• **TASK INSTRUCTIONS**
Leave out the pictures, and quote exactly the lines running from the one with "If you could point at the patterned" through the last line of the entries below.

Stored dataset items
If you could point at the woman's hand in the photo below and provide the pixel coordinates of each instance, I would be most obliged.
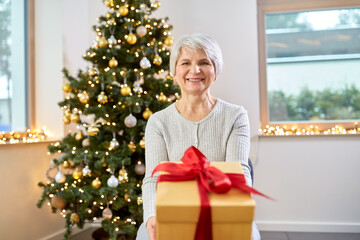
(151, 228)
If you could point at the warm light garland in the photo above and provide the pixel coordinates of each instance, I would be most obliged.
(28, 136)
(308, 131)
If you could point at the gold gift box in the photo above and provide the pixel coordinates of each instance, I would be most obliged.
(178, 209)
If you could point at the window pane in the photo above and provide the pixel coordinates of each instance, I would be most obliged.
(12, 66)
(313, 65)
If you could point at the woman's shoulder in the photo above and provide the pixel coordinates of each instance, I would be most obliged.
(231, 108)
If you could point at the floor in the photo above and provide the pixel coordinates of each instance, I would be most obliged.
(86, 235)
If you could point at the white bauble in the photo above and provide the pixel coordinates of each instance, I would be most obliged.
(130, 121)
(141, 31)
(59, 177)
(113, 181)
(145, 63)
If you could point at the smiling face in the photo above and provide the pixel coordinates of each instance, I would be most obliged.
(194, 72)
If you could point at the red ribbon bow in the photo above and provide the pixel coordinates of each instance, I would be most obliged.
(209, 179)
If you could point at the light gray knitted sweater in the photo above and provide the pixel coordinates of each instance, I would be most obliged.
(223, 135)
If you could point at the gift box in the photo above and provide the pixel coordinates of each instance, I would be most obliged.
(178, 209)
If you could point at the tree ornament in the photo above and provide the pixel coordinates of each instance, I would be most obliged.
(157, 60)
(58, 202)
(145, 63)
(113, 62)
(92, 72)
(132, 146)
(66, 120)
(113, 181)
(112, 40)
(123, 10)
(59, 177)
(66, 164)
(108, 15)
(77, 174)
(107, 214)
(169, 40)
(141, 31)
(162, 97)
(123, 176)
(83, 97)
(74, 218)
(125, 90)
(79, 136)
(92, 130)
(96, 183)
(103, 42)
(130, 121)
(86, 171)
(66, 88)
(102, 98)
(147, 113)
(113, 144)
(142, 142)
(131, 39)
(140, 169)
(75, 117)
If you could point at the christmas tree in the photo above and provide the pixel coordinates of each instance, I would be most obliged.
(99, 168)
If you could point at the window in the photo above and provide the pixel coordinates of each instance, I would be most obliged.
(309, 62)
(15, 64)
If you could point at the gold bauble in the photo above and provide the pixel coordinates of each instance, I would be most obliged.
(169, 41)
(147, 113)
(74, 218)
(113, 62)
(142, 143)
(84, 97)
(102, 98)
(131, 39)
(132, 146)
(77, 174)
(66, 120)
(66, 88)
(123, 10)
(162, 98)
(66, 164)
(103, 42)
(75, 117)
(96, 183)
(58, 202)
(108, 15)
(157, 60)
(125, 90)
(92, 72)
(79, 136)
(92, 130)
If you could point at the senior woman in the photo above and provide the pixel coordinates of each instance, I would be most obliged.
(220, 130)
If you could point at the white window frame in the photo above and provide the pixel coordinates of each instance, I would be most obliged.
(277, 6)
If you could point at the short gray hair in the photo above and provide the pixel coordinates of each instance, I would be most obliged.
(198, 41)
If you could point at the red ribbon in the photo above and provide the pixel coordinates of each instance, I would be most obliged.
(209, 179)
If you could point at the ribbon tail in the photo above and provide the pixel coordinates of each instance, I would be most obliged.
(204, 225)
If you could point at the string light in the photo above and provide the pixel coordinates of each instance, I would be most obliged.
(308, 131)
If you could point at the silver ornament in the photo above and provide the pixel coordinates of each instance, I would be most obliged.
(140, 169)
(113, 144)
(141, 31)
(145, 63)
(86, 170)
(113, 181)
(130, 121)
(60, 178)
(107, 214)
(112, 40)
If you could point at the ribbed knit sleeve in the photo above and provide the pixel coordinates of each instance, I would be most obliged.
(155, 152)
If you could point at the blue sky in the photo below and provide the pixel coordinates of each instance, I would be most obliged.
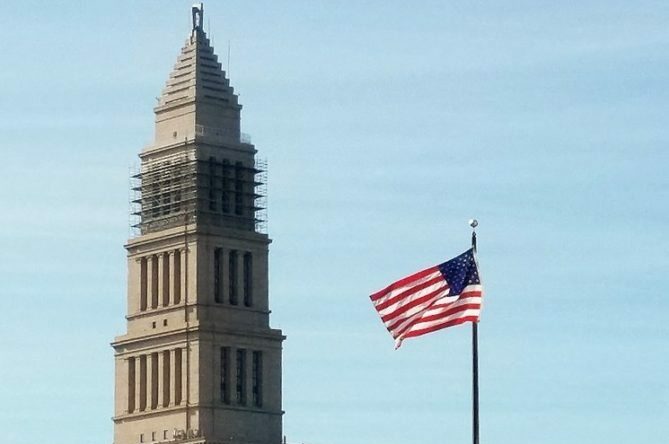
(387, 125)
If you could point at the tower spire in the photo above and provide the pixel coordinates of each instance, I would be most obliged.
(197, 12)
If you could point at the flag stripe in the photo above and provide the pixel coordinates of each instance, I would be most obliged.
(438, 308)
(415, 313)
(398, 296)
(406, 282)
(411, 298)
(446, 324)
(434, 314)
(438, 297)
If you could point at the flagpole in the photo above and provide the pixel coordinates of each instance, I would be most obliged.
(475, 358)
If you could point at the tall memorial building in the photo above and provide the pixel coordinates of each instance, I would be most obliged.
(199, 362)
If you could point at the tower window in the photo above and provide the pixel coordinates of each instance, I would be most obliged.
(241, 377)
(248, 279)
(225, 195)
(225, 375)
(218, 297)
(131, 385)
(257, 379)
(212, 184)
(232, 279)
(239, 189)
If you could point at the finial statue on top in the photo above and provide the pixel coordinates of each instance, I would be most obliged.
(198, 17)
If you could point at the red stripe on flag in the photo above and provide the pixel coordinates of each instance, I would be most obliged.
(403, 282)
(413, 304)
(452, 322)
(409, 292)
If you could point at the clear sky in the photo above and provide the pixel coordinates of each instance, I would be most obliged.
(387, 125)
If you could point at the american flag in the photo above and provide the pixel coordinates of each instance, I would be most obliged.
(438, 297)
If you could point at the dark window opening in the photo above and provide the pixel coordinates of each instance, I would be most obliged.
(248, 279)
(225, 375)
(218, 297)
(257, 378)
(232, 278)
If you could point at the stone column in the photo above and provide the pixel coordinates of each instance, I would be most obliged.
(160, 382)
(138, 383)
(240, 278)
(151, 281)
(173, 378)
(183, 274)
(171, 276)
(162, 275)
(225, 279)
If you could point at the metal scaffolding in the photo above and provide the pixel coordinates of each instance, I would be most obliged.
(182, 189)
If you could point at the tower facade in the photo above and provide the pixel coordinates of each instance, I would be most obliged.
(199, 362)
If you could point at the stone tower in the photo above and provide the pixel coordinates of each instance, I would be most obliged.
(199, 362)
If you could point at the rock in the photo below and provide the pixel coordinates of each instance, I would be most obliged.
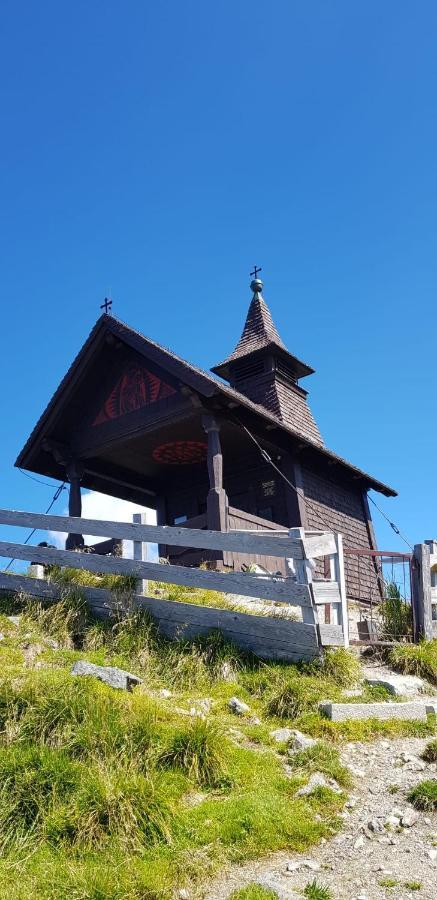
(399, 685)
(318, 780)
(269, 882)
(409, 818)
(376, 826)
(238, 706)
(226, 671)
(297, 864)
(282, 735)
(341, 712)
(116, 678)
(54, 645)
(30, 652)
(410, 762)
(300, 741)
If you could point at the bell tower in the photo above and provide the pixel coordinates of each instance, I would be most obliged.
(264, 370)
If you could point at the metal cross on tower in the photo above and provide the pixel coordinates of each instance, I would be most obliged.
(106, 305)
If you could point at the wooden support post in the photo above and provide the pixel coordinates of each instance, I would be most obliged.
(141, 552)
(298, 480)
(421, 599)
(74, 475)
(303, 569)
(342, 610)
(292, 498)
(216, 501)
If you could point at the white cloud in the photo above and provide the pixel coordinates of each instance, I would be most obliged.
(101, 506)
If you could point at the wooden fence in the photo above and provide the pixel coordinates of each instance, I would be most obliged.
(271, 637)
(425, 590)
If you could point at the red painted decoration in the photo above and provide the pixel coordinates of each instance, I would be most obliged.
(137, 387)
(180, 453)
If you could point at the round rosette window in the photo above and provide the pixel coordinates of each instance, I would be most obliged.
(180, 453)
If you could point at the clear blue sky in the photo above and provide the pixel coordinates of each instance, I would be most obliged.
(157, 150)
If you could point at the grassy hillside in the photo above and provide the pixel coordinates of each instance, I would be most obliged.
(107, 794)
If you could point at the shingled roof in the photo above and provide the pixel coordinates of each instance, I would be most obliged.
(201, 381)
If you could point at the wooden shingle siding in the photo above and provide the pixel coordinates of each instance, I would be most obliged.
(341, 508)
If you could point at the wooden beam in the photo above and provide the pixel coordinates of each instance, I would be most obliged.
(74, 474)
(421, 598)
(266, 636)
(216, 501)
(268, 543)
(266, 587)
(298, 480)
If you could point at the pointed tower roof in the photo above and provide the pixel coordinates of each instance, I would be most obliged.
(260, 333)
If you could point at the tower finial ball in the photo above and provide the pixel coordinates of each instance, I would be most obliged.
(256, 285)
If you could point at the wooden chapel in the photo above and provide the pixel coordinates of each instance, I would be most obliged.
(132, 419)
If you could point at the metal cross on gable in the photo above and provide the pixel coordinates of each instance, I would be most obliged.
(106, 305)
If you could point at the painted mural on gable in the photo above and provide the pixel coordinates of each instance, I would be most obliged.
(137, 387)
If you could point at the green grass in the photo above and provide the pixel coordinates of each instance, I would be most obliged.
(323, 758)
(200, 751)
(430, 752)
(253, 892)
(416, 659)
(424, 795)
(315, 891)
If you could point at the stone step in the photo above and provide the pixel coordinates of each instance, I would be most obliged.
(340, 712)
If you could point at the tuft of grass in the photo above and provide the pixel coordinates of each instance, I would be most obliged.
(424, 795)
(119, 584)
(416, 659)
(430, 752)
(65, 621)
(253, 891)
(315, 891)
(396, 614)
(322, 757)
(200, 750)
(295, 695)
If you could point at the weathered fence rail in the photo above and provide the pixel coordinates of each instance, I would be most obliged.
(271, 637)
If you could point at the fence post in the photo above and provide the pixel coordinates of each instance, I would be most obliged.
(421, 593)
(343, 616)
(303, 569)
(141, 552)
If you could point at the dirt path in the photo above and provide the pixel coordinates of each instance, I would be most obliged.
(355, 862)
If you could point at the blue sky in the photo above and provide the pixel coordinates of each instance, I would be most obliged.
(156, 151)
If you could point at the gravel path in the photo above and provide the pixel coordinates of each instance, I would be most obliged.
(355, 862)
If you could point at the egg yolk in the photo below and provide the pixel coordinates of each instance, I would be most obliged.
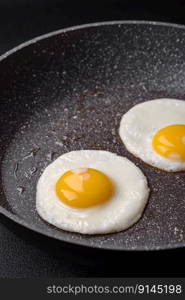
(169, 142)
(84, 187)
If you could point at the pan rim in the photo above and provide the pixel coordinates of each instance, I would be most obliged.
(34, 228)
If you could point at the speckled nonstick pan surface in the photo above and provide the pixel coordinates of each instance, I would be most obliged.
(67, 91)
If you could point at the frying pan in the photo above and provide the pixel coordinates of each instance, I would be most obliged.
(67, 90)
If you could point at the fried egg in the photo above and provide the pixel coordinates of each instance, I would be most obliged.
(154, 131)
(91, 192)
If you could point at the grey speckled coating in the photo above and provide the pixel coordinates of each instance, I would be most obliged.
(67, 91)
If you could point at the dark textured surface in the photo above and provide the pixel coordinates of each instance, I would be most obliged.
(68, 92)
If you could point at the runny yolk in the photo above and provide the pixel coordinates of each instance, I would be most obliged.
(169, 142)
(84, 187)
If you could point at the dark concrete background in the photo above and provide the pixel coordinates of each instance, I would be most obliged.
(27, 254)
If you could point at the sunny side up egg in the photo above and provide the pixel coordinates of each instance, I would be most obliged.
(91, 192)
(154, 131)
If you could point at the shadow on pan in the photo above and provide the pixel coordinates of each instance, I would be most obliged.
(67, 91)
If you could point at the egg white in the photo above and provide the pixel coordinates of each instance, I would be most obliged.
(141, 122)
(120, 212)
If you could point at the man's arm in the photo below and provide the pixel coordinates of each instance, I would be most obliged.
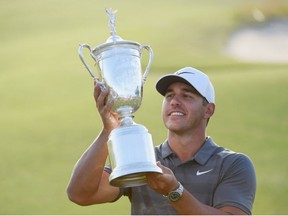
(89, 184)
(187, 204)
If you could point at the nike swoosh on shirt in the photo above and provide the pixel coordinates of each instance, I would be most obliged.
(204, 172)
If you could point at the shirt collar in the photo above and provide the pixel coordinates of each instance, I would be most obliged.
(206, 151)
(201, 157)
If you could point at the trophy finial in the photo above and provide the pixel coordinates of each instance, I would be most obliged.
(112, 19)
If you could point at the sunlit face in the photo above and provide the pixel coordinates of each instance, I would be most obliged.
(183, 108)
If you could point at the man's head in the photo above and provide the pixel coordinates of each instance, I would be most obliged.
(190, 76)
(197, 83)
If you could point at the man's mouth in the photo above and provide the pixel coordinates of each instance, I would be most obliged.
(176, 114)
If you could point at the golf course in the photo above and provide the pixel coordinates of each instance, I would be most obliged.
(48, 116)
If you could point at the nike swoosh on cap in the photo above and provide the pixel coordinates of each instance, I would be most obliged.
(203, 172)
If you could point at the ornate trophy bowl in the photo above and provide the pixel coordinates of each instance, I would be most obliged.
(131, 150)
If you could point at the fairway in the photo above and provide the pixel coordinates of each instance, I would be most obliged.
(47, 112)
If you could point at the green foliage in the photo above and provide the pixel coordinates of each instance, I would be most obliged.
(48, 115)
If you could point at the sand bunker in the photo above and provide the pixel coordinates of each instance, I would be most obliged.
(266, 42)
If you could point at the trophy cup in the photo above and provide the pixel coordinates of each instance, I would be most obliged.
(130, 146)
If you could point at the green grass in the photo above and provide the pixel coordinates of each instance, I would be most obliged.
(48, 115)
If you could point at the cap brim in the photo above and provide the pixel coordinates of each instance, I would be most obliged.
(164, 82)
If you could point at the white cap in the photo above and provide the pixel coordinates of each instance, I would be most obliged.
(190, 76)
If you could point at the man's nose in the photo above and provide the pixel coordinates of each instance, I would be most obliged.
(175, 101)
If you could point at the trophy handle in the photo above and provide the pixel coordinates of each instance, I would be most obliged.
(81, 46)
(151, 56)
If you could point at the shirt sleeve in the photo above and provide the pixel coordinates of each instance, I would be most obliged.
(237, 184)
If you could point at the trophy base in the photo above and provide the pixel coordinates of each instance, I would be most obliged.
(132, 176)
(131, 154)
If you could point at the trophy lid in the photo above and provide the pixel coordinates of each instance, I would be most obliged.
(114, 39)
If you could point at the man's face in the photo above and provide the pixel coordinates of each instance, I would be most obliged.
(183, 108)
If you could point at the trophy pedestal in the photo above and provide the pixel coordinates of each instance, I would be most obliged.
(132, 155)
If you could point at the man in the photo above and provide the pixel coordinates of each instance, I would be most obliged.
(199, 177)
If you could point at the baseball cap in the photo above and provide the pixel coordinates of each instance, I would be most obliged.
(190, 76)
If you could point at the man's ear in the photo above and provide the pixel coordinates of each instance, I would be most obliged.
(210, 110)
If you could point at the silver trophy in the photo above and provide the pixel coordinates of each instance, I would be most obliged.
(130, 146)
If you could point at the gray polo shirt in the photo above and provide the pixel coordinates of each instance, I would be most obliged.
(215, 176)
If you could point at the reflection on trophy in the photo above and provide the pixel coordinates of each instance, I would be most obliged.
(130, 146)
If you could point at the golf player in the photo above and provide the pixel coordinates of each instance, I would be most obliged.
(199, 176)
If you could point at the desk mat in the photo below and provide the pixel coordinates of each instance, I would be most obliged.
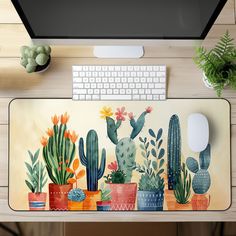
(117, 155)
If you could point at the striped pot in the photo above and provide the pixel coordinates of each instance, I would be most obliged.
(37, 201)
(150, 200)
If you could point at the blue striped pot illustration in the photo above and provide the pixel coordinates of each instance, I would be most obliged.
(37, 201)
(150, 200)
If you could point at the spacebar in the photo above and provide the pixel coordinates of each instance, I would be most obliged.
(116, 97)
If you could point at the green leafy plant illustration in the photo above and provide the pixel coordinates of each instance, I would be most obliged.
(183, 186)
(152, 168)
(218, 64)
(36, 173)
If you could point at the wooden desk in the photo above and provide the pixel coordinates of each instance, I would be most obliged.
(184, 80)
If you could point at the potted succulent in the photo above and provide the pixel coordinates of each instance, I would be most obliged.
(125, 150)
(105, 203)
(183, 190)
(201, 180)
(75, 196)
(173, 160)
(36, 58)
(218, 64)
(123, 195)
(151, 183)
(58, 154)
(36, 181)
(93, 171)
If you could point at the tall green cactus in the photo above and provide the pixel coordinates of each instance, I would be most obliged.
(91, 159)
(125, 147)
(201, 180)
(174, 152)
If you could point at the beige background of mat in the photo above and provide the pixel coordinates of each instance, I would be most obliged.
(30, 118)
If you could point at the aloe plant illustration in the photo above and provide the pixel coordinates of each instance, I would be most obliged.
(125, 147)
(59, 149)
(182, 189)
(36, 173)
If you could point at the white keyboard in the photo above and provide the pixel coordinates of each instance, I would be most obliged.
(119, 82)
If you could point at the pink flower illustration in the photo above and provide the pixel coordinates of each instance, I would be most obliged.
(149, 109)
(131, 115)
(113, 166)
(120, 114)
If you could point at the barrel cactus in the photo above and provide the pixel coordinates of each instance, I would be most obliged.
(173, 152)
(91, 159)
(35, 58)
(201, 180)
(125, 147)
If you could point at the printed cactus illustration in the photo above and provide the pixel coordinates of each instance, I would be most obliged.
(173, 152)
(59, 149)
(91, 159)
(201, 180)
(125, 147)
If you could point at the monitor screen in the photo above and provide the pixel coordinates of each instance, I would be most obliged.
(118, 19)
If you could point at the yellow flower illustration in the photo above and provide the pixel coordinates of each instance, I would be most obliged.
(106, 112)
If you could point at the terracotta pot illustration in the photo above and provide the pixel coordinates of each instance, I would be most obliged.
(90, 202)
(200, 202)
(104, 205)
(170, 199)
(58, 194)
(123, 196)
(183, 207)
(37, 201)
(150, 200)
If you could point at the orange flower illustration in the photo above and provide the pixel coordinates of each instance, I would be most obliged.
(50, 132)
(64, 118)
(55, 119)
(44, 141)
(73, 137)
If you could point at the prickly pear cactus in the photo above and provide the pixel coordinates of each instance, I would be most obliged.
(201, 180)
(125, 154)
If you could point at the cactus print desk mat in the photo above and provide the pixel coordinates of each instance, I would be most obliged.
(117, 156)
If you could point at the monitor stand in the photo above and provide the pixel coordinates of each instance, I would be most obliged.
(118, 51)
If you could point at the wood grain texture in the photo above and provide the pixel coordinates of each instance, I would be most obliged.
(8, 215)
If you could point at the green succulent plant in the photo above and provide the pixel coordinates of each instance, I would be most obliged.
(36, 173)
(34, 56)
(219, 63)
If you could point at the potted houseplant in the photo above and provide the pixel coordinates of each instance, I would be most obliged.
(105, 203)
(58, 154)
(36, 181)
(36, 58)
(183, 190)
(123, 195)
(201, 180)
(218, 64)
(75, 196)
(125, 150)
(151, 183)
(93, 171)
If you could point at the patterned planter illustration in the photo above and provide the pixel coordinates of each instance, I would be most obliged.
(200, 202)
(90, 202)
(37, 201)
(123, 196)
(150, 200)
(58, 196)
(103, 205)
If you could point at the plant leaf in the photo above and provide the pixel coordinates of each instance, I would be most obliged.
(151, 132)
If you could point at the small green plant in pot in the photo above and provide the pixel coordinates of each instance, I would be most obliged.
(105, 203)
(183, 190)
(151, 183)
(218, 64)
(36, 58)
(36, 181)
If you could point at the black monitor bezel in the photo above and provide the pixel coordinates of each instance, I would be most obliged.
(208, 26)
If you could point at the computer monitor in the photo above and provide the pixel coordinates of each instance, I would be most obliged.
(129, 23)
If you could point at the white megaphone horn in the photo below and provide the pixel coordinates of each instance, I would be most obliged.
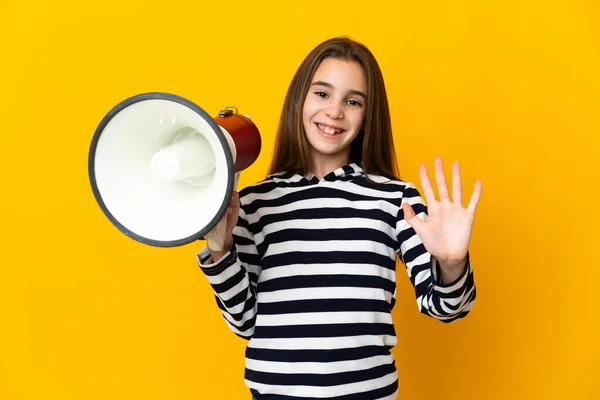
(163, 170)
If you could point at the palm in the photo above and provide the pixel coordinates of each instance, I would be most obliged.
(446, 232)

• **THE SOLUTION**
If you could point at the patterned planter illustration in the photo above and provide the pixel coordinates of each instance, I would be most obliged.
(200, 202)
(90, 202)
(37, 201)
(123, 196)
(150, 200)
(58, 196)
(103, 205)
If you could point at the plant leaf in the photo above and provide the pixel coordinates of each instance, I would be most obliged.
(151, 132)
If you could point at the small green plant in pot in the photo above and provide the pixel coordinates of each instance, I would be most obliged.
(105, 203)
(183, 190)
(151, 183)
(218, 64)
(36, 58)
(36, 181)
If you could point at the black monitor bezel in the photo above and provide the pixel coordinates of each instance, I would be most obliged.
(208, 26)
If you could point at the computer monitor in the photo above and provide the pixel coordinates of each instance, I would be most obliged.
(129, 23)
If you could point at the white megaphone horn in the photo below and provide the pixel coordinates of each instance, I would be most obliged.
(163, 170)
If you could point at the palm in the photo above and provide the pixel coordinates of each instance, I would be most obliged.
(446, 232)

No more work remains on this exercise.